本文:
━━━━━━━━

低木や芝生、琉球石灰岩で敷地を緩やかに囲んだIさん宅。
高耐久コンクリートで建てられた住まいは、昔ながらの民家に似た間取りで南に大きく開き、無垢(むく)材の家具や漆喰などの塗り壁が優しい空間をつくり上げています。

経年変化が楽しみな家

経年変化が楽しみな家

■室内は自然素材をふんだんに

 家づくりにはあまり興味がなかったというIさんは、シビアに資金計画を立てる奥さまに背中を押され、一念発起し、八重瀬町に宅地開発されたばかりの土地を見つけ購入。建築士との出会いは身近な所にありました。
「以前住んでいたアパートの目の前で、住宅の建築工事があったんです。設計事務所の方が頻繁に現場に来て、遅くまで対応している姿が印象に残っていました。散歩中に気に入った建物を見つけて調べたら、偶然にもその設計事務所が手掛けた家だったのです。完成見学会にも数多く足を運びましたが、私たちにはここが一番合っていると思いました」とIさんは振り返ります。
 エアコンに頼らない暮らしを実践していたIさん夫妻にとって、新居が明るくて涼しいことは必須条件。内装については、柿渋や漆喰の塗り壁が醸し出す、素朴な風合いを好みました。建物の基礎や躯体には、高耐久コンクリートの施工法を取り入れることに。
「建築士さんから、建物に強度があって長く保てると伺いました。柿渋や漆喰は、私たちにも塗れると聞き、ぜひ挑戦したいと思いましたね」と話すIさんは、ほかの現場で漆喰塗りを経験したり、マイホームのコンクリート打設に参加するなど、積極的に家づくりを楽しみました。中でもコンクリート打設現場では、大勢の人が家づくりにかかわる姿に感動を覚えたと言います。

経年変化が楽しみな家

南の庭に向かって開いたリビングスペースには、あえてソファを置かずに伸びやかに使っています。間仕切りを閉じれば和室は独立します

経年変化が楽しみな家

ハイサイドライトから光が差し込む明るいキッチン。手持ちのレトロな食器棚や無垢材で造られたダイニングテーブルが空間に溶け込んでいます

経年変化が楽しみな家

上部から光を取り入れた明るい玄関。琉球石灰岩や漆喰など、自然素材で構成された空間が大嶺実清作のシーサーを一層引き立てます

経年変化が楽しみな家

ざっくりとした造りのキッチン。内外自由開きの向こうは玄関となっており、買い物帰りはとても重宝しそう

経年変化が楽しみな家

窓の表情が楽しい子ども室。隣の寝室とひと続きにし、可動式間の仕切り壁を設置しています。駐車スペースに面した窓はルーバーでほどよく目隠し

■回遊性の高い間取り

 完成した住まいは、南側の庭に向かって大きく開いた平屋建て。境界塀の代わりに琉球石灰岩を積んで色とりどりの花木を植えています。庭だけでなく、屋上にも緑化を施し、Iさん宅は緑にあふれています。

━━━━━━━━

提示データ:

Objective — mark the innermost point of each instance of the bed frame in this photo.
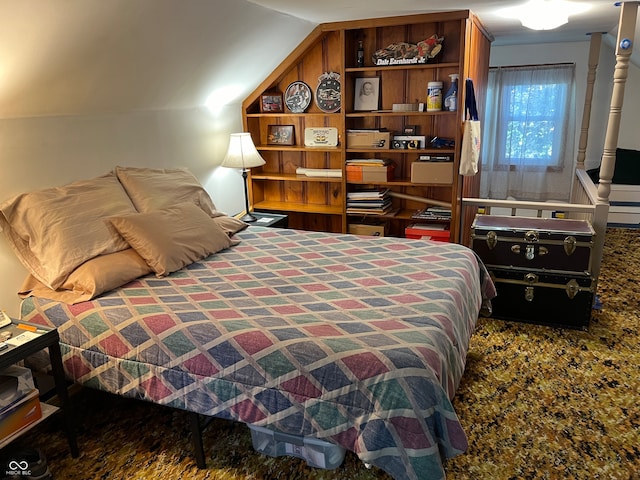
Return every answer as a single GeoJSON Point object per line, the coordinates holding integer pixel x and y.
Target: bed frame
{"type": "Point", "coordinates": [588, 201]}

━━━━━━━━

取り組む課題:
• A. 本文のうち「窓の表情が楽しい子ども室。隣」から「さん宅は緑にあふれています。」までを、両端の語句も含めてそのまま出力してください。
• B. I さん宅の本文に名前が出てくる屋内の部屋や空間を、すべて書き出してください。

解答例:
• A.
窓の表情が楽しい子ども室。隣の寝室とひと続きにし、可動式間の仕切り壁を設置しています。駐車スペースに面した窓はルーバーでほどよく目隠し

■回遊性の高い間取り

 完成した住まいは、南側の庭に向かって大きく開いた平屋建て。境界塀の代わりに琉球石灰岩を積んで色とりどりの花木を植えています。庭だけでなく、屋上にも緑化を施し、Iさん宅は緑にあふれています。

• B. リビングスペース、和室、キッチン、玄関、子ども室、寝室